Recast each line of the rows below as a Markdown table with two columns, "Number" and "Text", numbering the lines in order and skipping blank lines. Leave the pictures out of the table.

Image location labeling rows:
::::::

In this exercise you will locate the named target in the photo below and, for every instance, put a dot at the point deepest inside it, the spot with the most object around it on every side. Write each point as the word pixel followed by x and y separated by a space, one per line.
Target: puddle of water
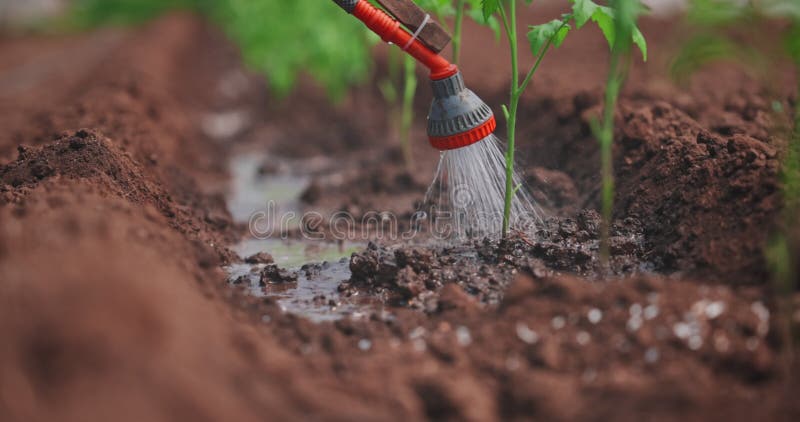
pixel 320 266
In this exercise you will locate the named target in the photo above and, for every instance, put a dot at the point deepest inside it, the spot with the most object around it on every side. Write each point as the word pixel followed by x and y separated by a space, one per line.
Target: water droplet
pixel 682 330
pixel 526 334
pixel 651 355
pixel 634 323
pixel 594 315
pixel 650 312
pixel 715 309
pixel 695 342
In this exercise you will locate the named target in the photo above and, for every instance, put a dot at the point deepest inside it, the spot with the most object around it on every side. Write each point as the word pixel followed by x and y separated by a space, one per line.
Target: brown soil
pixel 113 231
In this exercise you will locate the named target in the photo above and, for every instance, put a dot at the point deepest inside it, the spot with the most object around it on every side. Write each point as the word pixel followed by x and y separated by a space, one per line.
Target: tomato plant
pixel 541 38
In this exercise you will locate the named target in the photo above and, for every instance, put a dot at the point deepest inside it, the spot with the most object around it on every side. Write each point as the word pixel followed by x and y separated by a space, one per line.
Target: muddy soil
pixel 116 246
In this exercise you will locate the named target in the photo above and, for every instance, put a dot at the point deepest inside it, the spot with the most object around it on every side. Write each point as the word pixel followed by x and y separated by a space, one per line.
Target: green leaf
pixel 638 39
pixel 489 8
pixel 792 42
pixel 583 10
pixel 604 18
pixel 554 31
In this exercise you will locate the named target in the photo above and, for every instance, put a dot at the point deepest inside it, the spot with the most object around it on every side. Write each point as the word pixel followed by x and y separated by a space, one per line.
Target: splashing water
pixel 466 199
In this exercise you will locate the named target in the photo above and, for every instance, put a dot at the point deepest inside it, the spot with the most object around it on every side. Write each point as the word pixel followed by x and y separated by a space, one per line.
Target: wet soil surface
pixel 130 278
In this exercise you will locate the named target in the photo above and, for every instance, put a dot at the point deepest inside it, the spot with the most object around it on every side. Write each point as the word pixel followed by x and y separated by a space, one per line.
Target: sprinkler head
pixel 458 118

::::::

§ TASK RESULT:
| Number | Text |
|---|---|
| 1 | In this exercise you will locate the named target in the photo below and, for every instance, put a dot at the point deepest inside it, the spot with the most object around it on every side. Write each point as the word pixel followed by x and y separated by a space, one per line. |
| 2 | Target: puddle of water |
| 3 | pixel 320 266 |
| 4 | In this exercise you will locate the named target in the photo above and, for every instance, put a dot at the point deepest inside it, the spot with the most object around it on every side. Write each point as the word pixel followed by x and y separated by a space, one per line. |
| 5 | Target: water droplet |
| 6 | pixel 682 330 |
| 7 | pixel 526 334 |
| 8 | pixel 651 355 |
| 9 | pixel 634 323 |
| 10 | pixel 594 315 |
| 11 | pixel 650 312 |
| 12 | pixel 715 309 |
| 13 | pixel 695 342 |
| 14 | In this exercise you will locate the named target in the photo above and, for every instance, put a dot at the point deepest inside it, the spot with the most object around it on every side. Write each point as the word pixel followed by x and y separated by a space, one per line. |
| 15 | Target: brown soil |
| 16 | pixel 113 231 |
| 17 | In this exercise you will locate the named target in the photo above and, for every instance, put a dot at the point deepest inside it, the spot with the most object around it on every side. Write each point as the word pixel followed by x and y separated by a space, one per line. |
| 18 | Target: tomato plant |
| 19 | pixel 541 38 |
| 20 | In this exercise you will locate the named target in the photo above and, for every instance, put a dot at the point deepest inside it, the spot with the most object around it on every side. Write each point as the word pixel followed by x and y separated by a space, one per line. |
| 21 | Target: muddy soil |
| 22 | pixel 116 246 |
| 23 | In this exercise you will locate the named target in the photo above and, for every instance, put a dot at the point deepest inside it, the spot with the most object around it on every side. Write each point as the word pixel followed by x and y separated by a space, one per line. |
| 24 | Target: green leaf |
| 25 | pixel 638 39 |
| 26 | pixel 489 8 |
| 27 | pixel 792 42 |
| 28 | pixel 583 10 |
| 29 | pixel 604 18 |
| 30 | pixel 554 31 |
| 31 | In this exercise you will locate the named target in the photo above and, for every instance, put a dot at the point deepest inside it, the spot with the most object around it on every side. Write each point as the word pixel followed by x and y separated by a space, one per line. |
| 32 | Target: splashing water |
| 33 | pixel 466 199 |
| 34 | In this exercise you will locate the named target in the photo above and, for every instance, put a dot at the point deepest inside it, the spot with the most object around it on every side. Write each point as the word pixel followed by x and y separated by a space, one per line. |
| 35 | Target: wet soil surface |
| 36 | pixel 130 278 |
| 37 | In this exercise you will locate the named target in the photo above and, for every instance, put a dot at the point deepest inside it, the spot with the most object around it on every side. Write each point as the word pixel followed by x and y separated by a space, one per line. |
| 38 | Target: sprinkler head |
| 39 | pixel 458 118 |